• **RECORDS FOR PROCESSING**:

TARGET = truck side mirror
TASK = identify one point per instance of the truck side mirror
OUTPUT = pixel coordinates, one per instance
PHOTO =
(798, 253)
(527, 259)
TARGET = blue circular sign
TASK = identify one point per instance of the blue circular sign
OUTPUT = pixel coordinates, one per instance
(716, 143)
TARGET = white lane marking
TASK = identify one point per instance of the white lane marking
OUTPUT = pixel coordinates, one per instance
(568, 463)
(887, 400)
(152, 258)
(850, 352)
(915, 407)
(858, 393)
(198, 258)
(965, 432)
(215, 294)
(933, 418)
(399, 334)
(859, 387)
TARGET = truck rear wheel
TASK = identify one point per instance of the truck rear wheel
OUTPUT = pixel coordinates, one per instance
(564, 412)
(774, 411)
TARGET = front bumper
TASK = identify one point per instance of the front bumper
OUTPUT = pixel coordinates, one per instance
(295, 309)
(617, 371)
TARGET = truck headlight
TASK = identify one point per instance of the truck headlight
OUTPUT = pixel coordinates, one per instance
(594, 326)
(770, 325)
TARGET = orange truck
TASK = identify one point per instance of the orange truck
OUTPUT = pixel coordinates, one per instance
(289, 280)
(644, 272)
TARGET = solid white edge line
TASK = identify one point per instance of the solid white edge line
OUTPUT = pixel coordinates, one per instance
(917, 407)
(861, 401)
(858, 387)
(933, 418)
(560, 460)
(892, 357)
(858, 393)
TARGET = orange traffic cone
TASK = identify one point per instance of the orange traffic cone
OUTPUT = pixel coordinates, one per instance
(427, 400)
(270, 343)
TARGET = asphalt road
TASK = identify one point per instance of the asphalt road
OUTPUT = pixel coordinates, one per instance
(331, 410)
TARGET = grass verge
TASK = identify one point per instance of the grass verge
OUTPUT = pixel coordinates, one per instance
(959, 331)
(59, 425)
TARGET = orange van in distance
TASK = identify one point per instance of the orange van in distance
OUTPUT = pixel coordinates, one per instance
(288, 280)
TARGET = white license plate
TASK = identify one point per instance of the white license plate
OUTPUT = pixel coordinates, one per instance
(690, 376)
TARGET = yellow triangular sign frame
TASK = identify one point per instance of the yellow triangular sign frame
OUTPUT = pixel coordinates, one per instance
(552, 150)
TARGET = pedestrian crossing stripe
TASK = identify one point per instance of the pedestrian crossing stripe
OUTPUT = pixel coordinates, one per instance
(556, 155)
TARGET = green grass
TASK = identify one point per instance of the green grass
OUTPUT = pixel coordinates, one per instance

• **TO DO**: Up to and including the line with "TASK = identify one point per instance of the orange van", print every line of the records from the start.

• **SOLVED PROBLEM**:
TARGET = truck side mirror
TASK = identify one point per instance of the truck side mirror
OUTPUT = pixel coordinates, one per instance
PHOTO =
(798, 253)
(527, 259)
TARGET = blue circular sign
TASK = identify one point per instance of the blue circular sign
OUTPUT = pixel coordinates, one per instance
(716, 143)
TARGET = white lane marking
TASK = identify one point per instance of the white lane marking
OUTPUT = pixel coordinates, one per instance
(568, 463)
(887, 400)
(152, 258)
(850, 352)
(915, 407)
(858, 393)
(198, 258)
(965, 432)
(215, 294)
(933, 418)
(399, 334)
(859, 387)
TARGET = truck rear wheel
TASK = identify one point per instance of the truck rear wheel
OUTPUT = pixel coordinates, one per instance
(564, 412)
(774, 411)
TARGET = front bumper
TASK = identify one point per instance of the front bumper
OUTPUT = pixel coordinates, one per instance
(295, 309)
(617, 371)
TARGET = truck headlight
TASK = identify one point per instance of the truck headlight
OUTPUT = pixel coordinates, one per instance
(594, 326)
(770, 325)
TARGET = orange truck
TASK = identify one point per instance of the orange truck
OUTPUT = pixel coordinates, one per instance
(289, 280)
(644, 272)
TARGET = solid white edge line
TASK = identify one point per instance of the solid white edge line
OUTPUT = pixel coordinates, one per instance
(917, 407)
(861, 401)
(858, 387)
(933, 418)
(560, 460)
(892, 357)
(858, 393)
TARGET = orange traffic cone
TASK = identify one point per instance of the orange traffic cone
OUTPUT = pixel coordinates, one per instance
(427, 400)
(270, 343)
TARGET = asphalt road
TASK = identify one point per instance of the asphalt road
OUTPUT = pixel coordinates, one per instance
(331, 410)
TARGET = grass verge
TASK = identify one point per instance of the grass verge
OUTPUT = pixel coordinates, one per instance
(959, 331)
(59, 425)
TARGET = orange van in distance
TASK = identify one point per instance of the orange van in distance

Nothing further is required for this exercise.